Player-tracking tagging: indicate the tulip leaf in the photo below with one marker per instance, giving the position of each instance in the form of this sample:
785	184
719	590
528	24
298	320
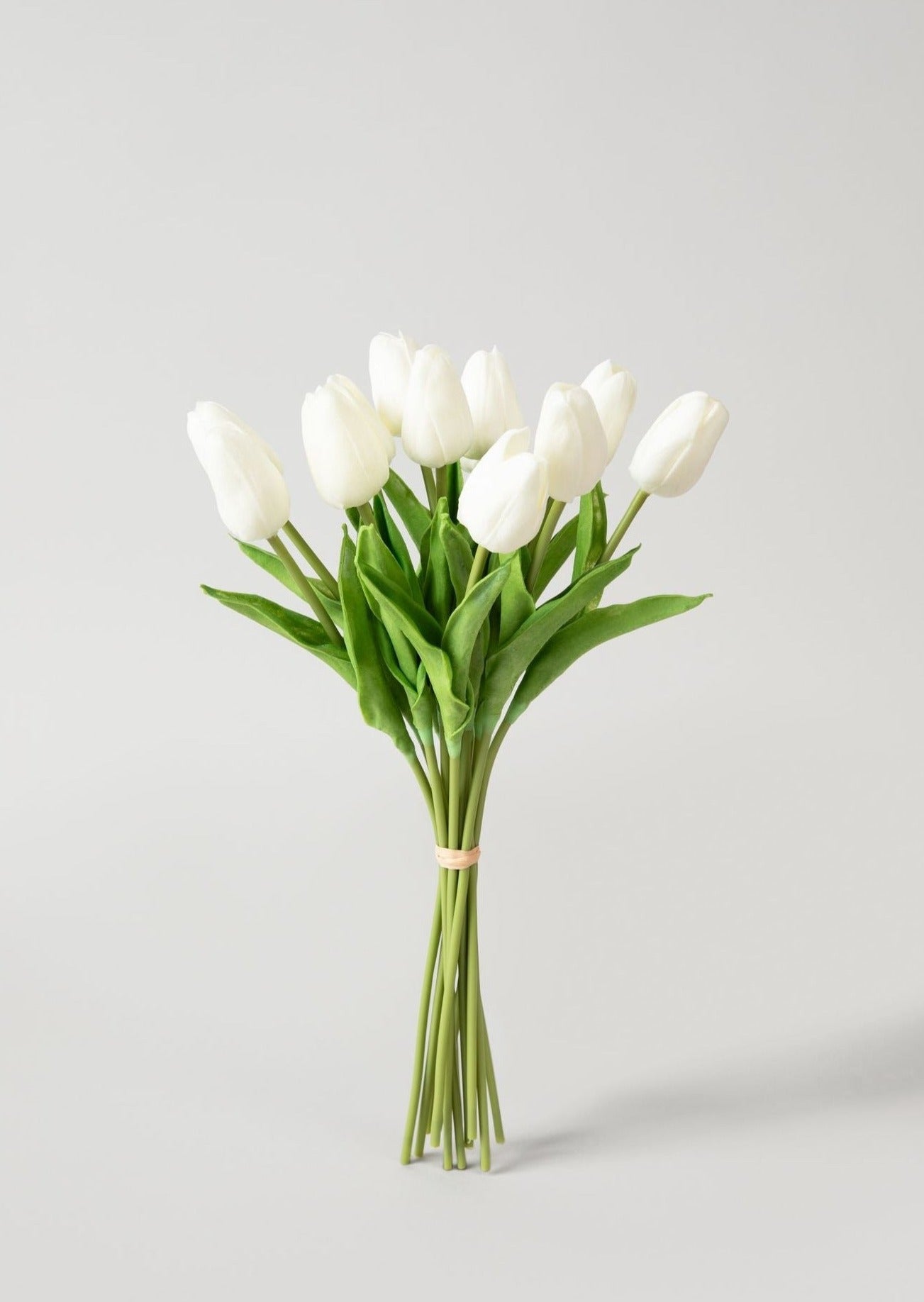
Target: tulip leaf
394	540
299	628
560	548
375	686
386	593
517	603
271	563
439	590
591	537
372	554
587	632
414	516
466	623
512	659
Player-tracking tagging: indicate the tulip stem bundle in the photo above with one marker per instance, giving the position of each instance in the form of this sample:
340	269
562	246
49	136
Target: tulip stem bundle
438	616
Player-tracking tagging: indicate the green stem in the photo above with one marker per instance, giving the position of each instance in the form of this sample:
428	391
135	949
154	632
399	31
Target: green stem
489	1073
552	517
477	567
314	560
430	1072
436	792
308	591
483	1099
473	999
423	1009
623	528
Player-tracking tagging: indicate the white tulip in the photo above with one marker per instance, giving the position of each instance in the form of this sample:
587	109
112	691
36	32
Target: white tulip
572	440
391	358
676	450
504	498
613	392
492	399
436	428
245	473
347	447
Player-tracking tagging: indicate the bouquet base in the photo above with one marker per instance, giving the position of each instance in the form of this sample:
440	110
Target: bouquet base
453	1086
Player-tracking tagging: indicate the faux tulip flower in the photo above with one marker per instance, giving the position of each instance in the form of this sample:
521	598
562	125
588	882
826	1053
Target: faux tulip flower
492	400
245	473
504	498
436	428
347	447
676	450
391	357
572	440
613	392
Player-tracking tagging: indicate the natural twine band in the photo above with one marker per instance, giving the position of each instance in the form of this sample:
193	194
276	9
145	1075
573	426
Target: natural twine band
457	859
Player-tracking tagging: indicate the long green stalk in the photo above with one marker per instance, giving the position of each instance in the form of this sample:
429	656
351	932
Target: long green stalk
423	1009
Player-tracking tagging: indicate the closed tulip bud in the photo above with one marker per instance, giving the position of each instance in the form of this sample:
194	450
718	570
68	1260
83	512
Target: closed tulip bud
676	450
504	498
245	473
436	428
347	447
492	399
572	440
391	358
613	392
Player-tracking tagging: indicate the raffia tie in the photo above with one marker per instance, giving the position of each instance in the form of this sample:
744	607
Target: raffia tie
457	859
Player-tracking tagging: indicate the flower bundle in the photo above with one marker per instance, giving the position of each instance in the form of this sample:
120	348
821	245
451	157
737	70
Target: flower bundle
438	616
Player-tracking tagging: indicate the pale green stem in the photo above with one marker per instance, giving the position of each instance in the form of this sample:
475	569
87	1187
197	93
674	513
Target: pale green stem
478	567
314	560
423	1009
623	528
545	533
308	591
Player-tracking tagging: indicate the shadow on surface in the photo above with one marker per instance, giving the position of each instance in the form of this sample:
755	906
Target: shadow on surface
864	1071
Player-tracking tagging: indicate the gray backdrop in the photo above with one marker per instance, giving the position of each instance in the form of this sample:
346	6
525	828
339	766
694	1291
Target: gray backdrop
702	891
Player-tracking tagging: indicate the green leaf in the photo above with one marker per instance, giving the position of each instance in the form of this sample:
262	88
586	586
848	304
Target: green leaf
587	632
517	603
386	593
414	516
466	621
394	540
375	685
439	590
456	548
271	563
374	555
512	659
591	537
560	548
299	628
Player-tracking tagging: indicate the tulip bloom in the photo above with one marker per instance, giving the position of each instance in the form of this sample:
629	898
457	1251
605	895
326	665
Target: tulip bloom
613	392
391	358
347	447
492	400
676	450
245	473
572	440
503	501
436	428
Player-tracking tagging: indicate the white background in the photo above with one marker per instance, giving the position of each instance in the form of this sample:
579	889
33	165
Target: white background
702	892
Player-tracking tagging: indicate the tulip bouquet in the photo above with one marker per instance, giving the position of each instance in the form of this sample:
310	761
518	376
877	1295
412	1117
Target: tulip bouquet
436	616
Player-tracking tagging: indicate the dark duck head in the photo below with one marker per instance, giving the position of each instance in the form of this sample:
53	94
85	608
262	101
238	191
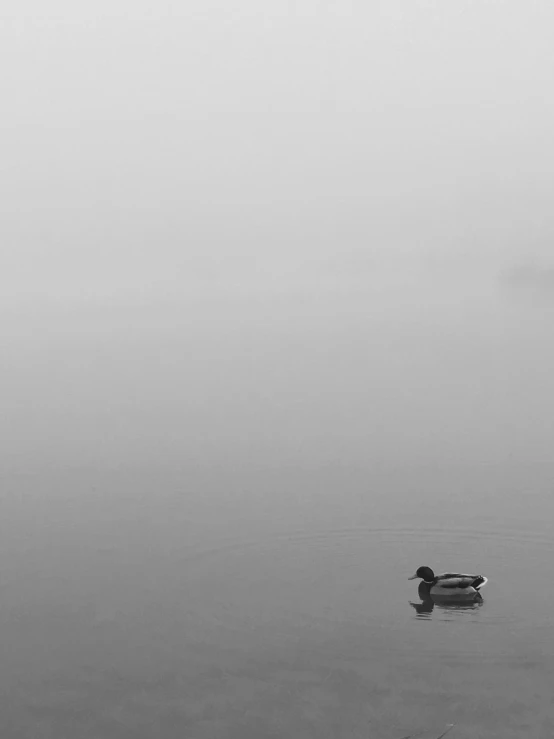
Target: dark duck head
425	573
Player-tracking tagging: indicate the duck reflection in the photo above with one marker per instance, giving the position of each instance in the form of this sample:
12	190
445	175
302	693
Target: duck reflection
429	602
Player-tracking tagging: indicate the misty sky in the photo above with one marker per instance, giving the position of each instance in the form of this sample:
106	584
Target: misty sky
305	232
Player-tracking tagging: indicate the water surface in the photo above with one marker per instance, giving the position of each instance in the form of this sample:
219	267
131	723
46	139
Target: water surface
274	603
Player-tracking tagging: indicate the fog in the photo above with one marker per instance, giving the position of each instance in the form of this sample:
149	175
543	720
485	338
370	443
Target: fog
285	233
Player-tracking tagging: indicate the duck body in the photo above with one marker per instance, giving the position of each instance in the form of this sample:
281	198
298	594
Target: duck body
450	584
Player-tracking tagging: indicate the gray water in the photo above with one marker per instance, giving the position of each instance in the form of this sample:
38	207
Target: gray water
209	512
274	603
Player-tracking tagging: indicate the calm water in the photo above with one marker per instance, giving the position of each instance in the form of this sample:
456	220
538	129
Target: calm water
259	604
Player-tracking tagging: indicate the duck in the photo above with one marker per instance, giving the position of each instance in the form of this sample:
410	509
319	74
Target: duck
450	584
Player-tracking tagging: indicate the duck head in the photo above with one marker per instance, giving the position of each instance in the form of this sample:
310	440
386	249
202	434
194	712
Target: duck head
425	573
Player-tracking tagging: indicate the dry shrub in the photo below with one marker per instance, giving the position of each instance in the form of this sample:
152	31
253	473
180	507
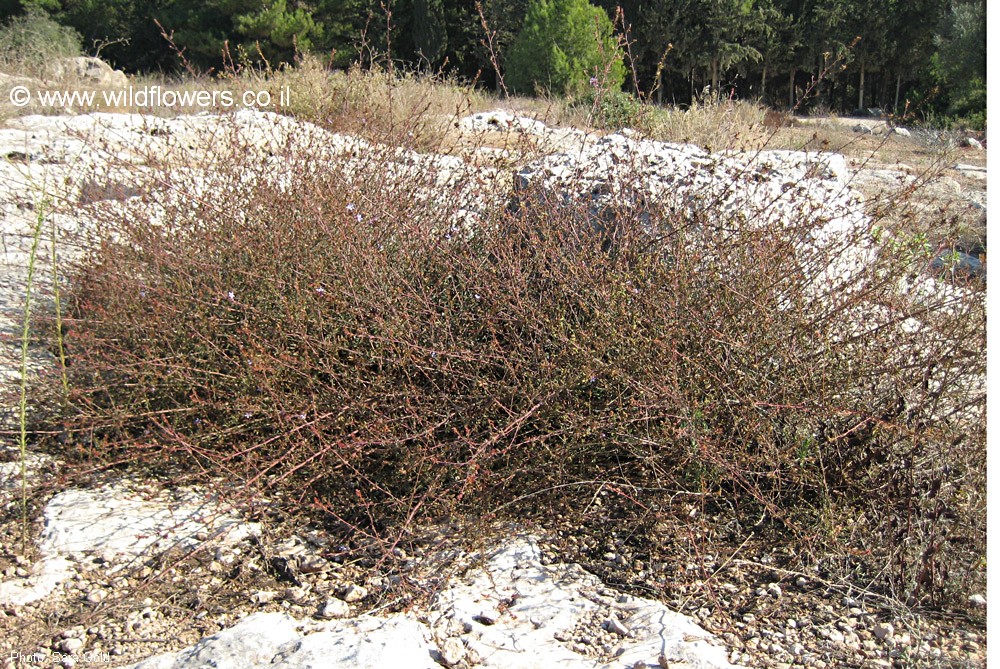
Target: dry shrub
341	335
712	122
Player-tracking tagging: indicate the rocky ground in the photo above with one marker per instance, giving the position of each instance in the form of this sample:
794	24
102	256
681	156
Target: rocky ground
127	571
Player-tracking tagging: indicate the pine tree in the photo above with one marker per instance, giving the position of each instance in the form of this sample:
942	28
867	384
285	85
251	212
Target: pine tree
562	46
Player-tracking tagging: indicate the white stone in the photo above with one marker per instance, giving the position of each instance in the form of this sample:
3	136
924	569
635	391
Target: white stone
334	608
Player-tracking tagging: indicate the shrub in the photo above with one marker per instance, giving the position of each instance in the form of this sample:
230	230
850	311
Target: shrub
613	110
562	46
332	329
31	41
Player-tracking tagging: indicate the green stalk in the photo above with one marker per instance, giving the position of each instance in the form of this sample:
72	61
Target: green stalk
59	335
23	411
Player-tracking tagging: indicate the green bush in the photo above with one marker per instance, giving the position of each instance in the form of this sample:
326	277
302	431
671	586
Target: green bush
31	41
614	110
563	46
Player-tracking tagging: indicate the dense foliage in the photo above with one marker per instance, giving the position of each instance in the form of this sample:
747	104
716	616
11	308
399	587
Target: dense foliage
563	47
923	55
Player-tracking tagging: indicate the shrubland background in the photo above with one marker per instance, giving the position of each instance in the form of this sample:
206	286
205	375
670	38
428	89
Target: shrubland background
923	55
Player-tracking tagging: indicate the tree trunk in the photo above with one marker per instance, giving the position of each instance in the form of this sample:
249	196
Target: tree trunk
861	87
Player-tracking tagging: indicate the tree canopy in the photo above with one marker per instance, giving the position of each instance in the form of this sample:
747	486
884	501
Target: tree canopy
842	54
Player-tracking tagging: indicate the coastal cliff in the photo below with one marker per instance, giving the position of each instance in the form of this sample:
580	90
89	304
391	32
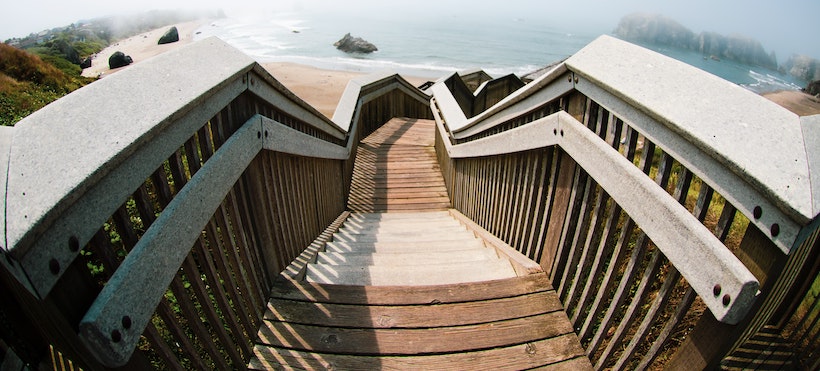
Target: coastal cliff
802	67
660	30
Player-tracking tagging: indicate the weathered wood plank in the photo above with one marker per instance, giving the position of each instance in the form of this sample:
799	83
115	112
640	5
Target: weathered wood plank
396	169
549	352
409	295
413	341
412	316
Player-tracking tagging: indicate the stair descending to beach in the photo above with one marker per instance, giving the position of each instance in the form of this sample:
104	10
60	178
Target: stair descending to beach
419	288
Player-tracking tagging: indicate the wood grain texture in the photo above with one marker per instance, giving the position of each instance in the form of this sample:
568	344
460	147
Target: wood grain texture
396	169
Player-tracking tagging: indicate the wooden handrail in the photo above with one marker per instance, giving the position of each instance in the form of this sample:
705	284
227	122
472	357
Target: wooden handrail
700	257
117	146
562	154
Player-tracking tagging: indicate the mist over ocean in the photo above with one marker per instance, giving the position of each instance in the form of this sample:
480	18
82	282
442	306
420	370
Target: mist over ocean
434	46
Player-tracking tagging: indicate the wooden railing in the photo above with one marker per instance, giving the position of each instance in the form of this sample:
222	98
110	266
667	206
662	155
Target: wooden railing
152	213
642	186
--
_Problem details_. Convert the part of the records that starts with the line containing "Player-tracking tagging: indicate the wooden railing" and runs through the last line of the records into a Markdown table with the columns Row and Line text. Number each line in order, and leave out any blank lines.

_Answer in full_.
| Row | Line text |
|---|---|
| 1 | Player-tracking tagging: indicate the wooden railing in the photo above with one marker per instance, giving the position of each instance in the form of this sample: |
| 2 | 222	98 |
| 3 | 110	266 |
| 4 | 667	206 |
| 5 | 662	155 |
| 6 | Target: wooden railing |
| 7 | 152	213 |
| 8 | 642	186 |